Set exercise:
Rewrite the part of the data that starts with the line containing "Return one point per instance of the domed" and ends with the line containing "x=488, y=96" as a two-column CSV with the headers instruction and response. Put each instruction and its answer on one row, each in its own quoted field, with any line breaks replaced by spaces.

[Object position labeling data]
+++++
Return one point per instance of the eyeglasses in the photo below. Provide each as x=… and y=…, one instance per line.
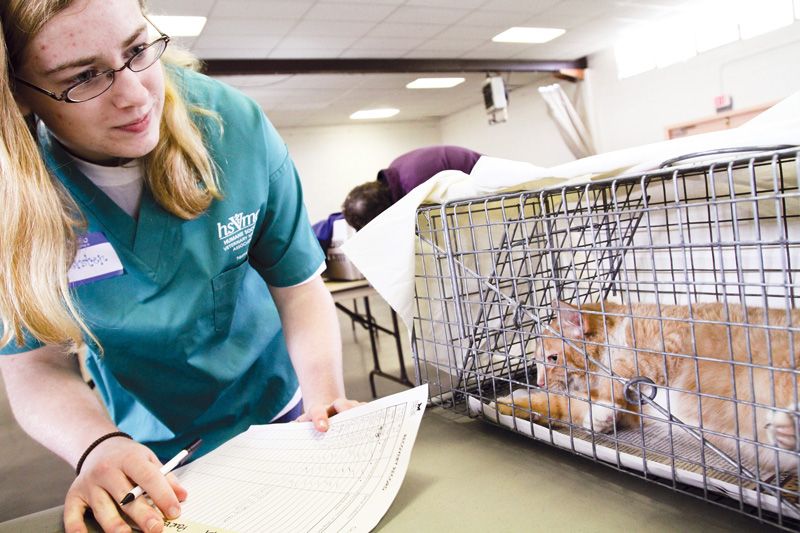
x=99, y=83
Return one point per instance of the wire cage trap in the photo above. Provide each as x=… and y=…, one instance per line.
x=649, y=321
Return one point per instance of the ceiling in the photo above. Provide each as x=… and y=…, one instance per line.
x=393, y=29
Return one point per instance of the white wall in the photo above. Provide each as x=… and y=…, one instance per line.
x=639, y=109
x=332, y=160
x=621, y=113
x=528, y=135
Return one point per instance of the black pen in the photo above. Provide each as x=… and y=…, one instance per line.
x=168, y=467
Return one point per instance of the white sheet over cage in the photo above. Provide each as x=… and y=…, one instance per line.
x=388, y=262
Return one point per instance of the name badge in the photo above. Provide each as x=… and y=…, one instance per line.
x=95, y=260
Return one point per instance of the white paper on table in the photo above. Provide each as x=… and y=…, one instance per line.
x=384, y=250
x=290, y=477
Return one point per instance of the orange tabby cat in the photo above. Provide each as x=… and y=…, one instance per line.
x=661, y=343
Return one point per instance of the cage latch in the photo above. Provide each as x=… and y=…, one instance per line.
x=633, y=389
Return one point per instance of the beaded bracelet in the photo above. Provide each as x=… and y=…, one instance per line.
x=93, y=445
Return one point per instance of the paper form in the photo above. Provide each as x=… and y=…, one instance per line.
x=290, y=477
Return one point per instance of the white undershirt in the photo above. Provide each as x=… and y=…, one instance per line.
x=123, y=184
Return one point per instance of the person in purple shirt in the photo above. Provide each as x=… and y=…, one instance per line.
x=370, y=199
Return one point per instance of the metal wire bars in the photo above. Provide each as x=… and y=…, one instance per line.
x=725, y=233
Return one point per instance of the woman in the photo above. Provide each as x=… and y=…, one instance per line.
x=171, y=239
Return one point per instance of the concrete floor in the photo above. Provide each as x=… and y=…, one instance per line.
x=32, y=479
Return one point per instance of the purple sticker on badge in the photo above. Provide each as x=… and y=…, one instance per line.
x=95, y=260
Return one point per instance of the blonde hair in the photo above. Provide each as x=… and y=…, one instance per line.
x=39, y=219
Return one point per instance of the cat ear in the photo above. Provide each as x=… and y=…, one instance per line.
x=569, y=317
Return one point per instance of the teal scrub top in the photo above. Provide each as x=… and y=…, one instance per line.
x=192, y=341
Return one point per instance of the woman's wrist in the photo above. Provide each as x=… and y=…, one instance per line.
x=94, y=445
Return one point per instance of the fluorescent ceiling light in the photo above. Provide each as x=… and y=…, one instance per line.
x=520, y=34
x=434, y=83
x=366, y=114
x=179, y=26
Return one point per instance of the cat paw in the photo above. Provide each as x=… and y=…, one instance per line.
x=600, y=419
x=782, y=430
x=518, y=404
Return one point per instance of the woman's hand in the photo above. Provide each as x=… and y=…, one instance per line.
x=320, y=413
x=109, y=472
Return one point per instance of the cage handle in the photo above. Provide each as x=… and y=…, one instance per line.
x=718, y=151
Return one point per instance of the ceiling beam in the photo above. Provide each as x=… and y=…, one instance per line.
x=230, y=67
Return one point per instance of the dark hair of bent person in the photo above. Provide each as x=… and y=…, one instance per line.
x=365, y=202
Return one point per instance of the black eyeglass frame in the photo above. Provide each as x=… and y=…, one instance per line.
x=64, y=96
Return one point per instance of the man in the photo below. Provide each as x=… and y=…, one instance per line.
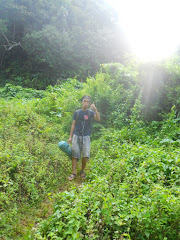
x=80, y=134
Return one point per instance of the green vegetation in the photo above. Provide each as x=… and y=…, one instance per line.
x=132, y=186
x=44, y=42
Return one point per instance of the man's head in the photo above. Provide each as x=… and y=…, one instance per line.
x=85, y=102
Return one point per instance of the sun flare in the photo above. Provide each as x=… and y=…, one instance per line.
x=151, y=27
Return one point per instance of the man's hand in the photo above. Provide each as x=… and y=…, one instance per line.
x=70, y=140
x=93, y=106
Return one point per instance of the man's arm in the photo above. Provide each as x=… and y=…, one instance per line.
x=97, y=115
x=72, y=131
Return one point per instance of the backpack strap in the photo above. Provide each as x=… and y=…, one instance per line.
x=78, y=111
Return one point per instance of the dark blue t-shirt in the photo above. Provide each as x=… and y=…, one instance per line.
x=83, y=122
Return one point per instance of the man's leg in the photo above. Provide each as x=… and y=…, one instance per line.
x=74, y=163
x=75, y=154
x=84, y=161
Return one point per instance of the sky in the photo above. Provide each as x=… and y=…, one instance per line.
x=151, y=27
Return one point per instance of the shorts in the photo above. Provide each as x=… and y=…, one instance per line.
x=80, y=144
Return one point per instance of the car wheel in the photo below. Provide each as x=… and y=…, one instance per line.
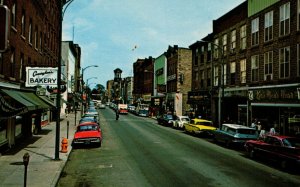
x=252, y=154
x=227, y=143
x=284, y=164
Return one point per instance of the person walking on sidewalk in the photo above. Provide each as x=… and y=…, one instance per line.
x=117, y=114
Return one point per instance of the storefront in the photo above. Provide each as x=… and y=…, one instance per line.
x=276, y=106
x=22, y=113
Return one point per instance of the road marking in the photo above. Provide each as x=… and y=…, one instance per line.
x=105, y=166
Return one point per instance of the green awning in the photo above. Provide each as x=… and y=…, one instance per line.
x=28, y=99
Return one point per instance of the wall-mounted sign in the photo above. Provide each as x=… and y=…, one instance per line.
x=40, y=76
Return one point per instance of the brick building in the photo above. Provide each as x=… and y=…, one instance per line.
x=34, y=31
x=179, y=66
x=249, y=66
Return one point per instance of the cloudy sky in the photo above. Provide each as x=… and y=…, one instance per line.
x=115, y=33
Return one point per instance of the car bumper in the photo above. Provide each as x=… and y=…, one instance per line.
x=86, y=141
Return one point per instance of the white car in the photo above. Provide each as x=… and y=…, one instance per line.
x=180, y=121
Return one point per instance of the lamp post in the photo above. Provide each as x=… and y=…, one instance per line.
x=221, y=87
x=62, y=11
x=82, y=83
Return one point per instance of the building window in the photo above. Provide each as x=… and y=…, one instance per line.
x=208, y=52
x=202, y=79
x=284, y=62
x=21, y=66
x=298, y=14
x=254, y=68
x=209, y=77
x=224, y=44
x=13, y=15
x=284, y=22
x=216, y=50
x=233, y=41
x=23, y=23
x=243, y=70
x=216, y=75
x=255, y=31
x=36, y=38
x=268, y=65
x=232, y=73
x=268, y=26
x=30, y=32
x=298, y=59
x=243, y=37
x=12, y=62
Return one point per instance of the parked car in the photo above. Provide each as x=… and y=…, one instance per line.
x=234, y=134
x=87, y=134
x=165, y=119
x=199, y=126
x=282, y=149
x=180, y=121
x=88, y=119
x=92, y=111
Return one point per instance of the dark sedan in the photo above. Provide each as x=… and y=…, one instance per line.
x=282, y=149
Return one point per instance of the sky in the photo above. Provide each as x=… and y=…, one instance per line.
x=115, y=33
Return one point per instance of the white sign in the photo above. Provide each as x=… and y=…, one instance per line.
x=41, y=76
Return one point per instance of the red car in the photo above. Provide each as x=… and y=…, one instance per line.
x=282, y=149
x=87, y=133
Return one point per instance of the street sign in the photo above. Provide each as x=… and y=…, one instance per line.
x=4, y=28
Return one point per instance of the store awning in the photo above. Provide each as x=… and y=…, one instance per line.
x=28, y=99
x=48, y=101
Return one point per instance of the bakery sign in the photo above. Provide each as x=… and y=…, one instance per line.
x=41, y=76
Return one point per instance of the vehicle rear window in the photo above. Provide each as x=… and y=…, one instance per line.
x=87, y=128
x=292, y=142
x=246, y=131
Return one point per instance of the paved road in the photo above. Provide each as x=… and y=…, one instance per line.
x=138, y=152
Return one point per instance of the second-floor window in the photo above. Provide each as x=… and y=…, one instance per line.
x=298, y=59
x=23, y=23
x=233, y=41
x=216, y=48
x=243, y=70
x=243, y=37
x=216, y=76
x=232, y=72
x=284, y=62
x=298, y=14
x=30, y=32
x=254, y=68
x=284, y=19
x=224, y=44
x=13, y=15
x=268, y=65
x=269, y=26
x=255, y=31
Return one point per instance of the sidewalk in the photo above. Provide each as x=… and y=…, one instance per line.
x=42, y=169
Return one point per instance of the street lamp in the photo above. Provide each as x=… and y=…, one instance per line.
x=62, y=11
x=87, y=80
x=82, y=82
x=221, y=87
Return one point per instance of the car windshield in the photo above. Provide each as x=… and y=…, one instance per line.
x=185, y=119
x=291, y=142
x=169, y=116
x=246, y=131
x=92, y=110
x=87, y=128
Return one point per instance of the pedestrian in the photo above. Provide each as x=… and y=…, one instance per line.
x=272, y=131
x=253, y=124
x=262, y=133
x=117, y=114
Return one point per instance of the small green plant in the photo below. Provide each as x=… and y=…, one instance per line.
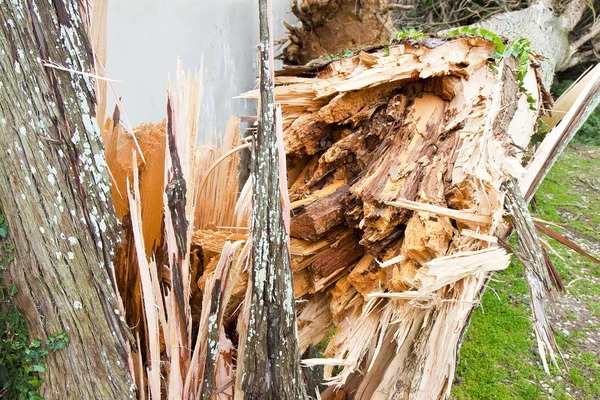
x=343, y=54
x=21, y=360
x=520, y=48
x=409, y=34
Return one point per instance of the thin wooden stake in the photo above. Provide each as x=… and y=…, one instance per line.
x=538, y=277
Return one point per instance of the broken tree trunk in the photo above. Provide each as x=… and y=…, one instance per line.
x=271, y=359
x=423, y=134
x=55, y=192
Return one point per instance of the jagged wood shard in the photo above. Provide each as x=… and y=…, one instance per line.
x=395, y=163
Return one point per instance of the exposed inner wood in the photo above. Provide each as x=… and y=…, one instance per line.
x=395, y=160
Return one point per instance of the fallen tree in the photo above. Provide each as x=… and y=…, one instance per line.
x=400, y=161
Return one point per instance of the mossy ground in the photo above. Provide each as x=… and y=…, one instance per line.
x=499, y=358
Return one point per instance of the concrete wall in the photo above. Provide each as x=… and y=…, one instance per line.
x=146, y=36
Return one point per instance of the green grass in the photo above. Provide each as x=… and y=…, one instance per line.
x=499, y=357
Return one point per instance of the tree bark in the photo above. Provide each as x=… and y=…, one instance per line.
x=271, y=358
x=55, y=191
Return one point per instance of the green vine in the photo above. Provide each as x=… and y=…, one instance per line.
x=520, y=48
x=21, y=360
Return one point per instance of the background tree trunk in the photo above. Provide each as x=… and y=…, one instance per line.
x=55, y=192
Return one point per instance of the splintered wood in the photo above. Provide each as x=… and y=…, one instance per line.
x=395, y=161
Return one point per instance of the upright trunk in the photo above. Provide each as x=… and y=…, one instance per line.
x=55, y=192
x=271, y=368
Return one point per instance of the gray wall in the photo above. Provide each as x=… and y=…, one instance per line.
x=146, y=36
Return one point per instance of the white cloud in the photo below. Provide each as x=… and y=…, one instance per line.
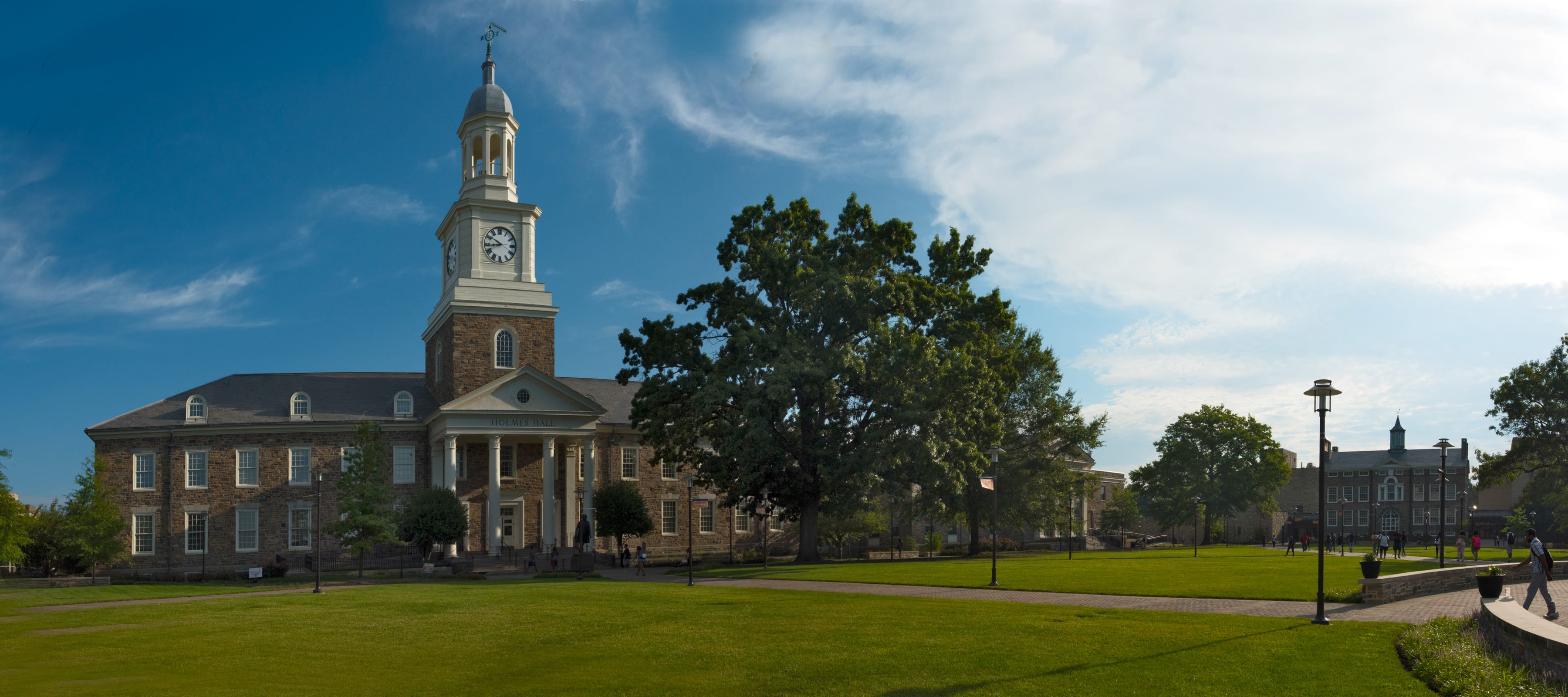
x=371, y=202
x=634, y=297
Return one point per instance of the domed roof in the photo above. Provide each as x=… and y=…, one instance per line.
x=488, y=96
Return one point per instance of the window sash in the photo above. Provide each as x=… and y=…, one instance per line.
x=669, y=520
x=145, y=470
x=195, y=531
x=195, y=468
x=247, y=527
x=404, y=465
x=247, y=468
x=142, y=535
x=298, y=465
+++++
Exercise output:
instruction,response
"Return one point per instance of the domed roof in the photo above. Provide each as x=… and y=…, one instance per line.","x=488, y=96"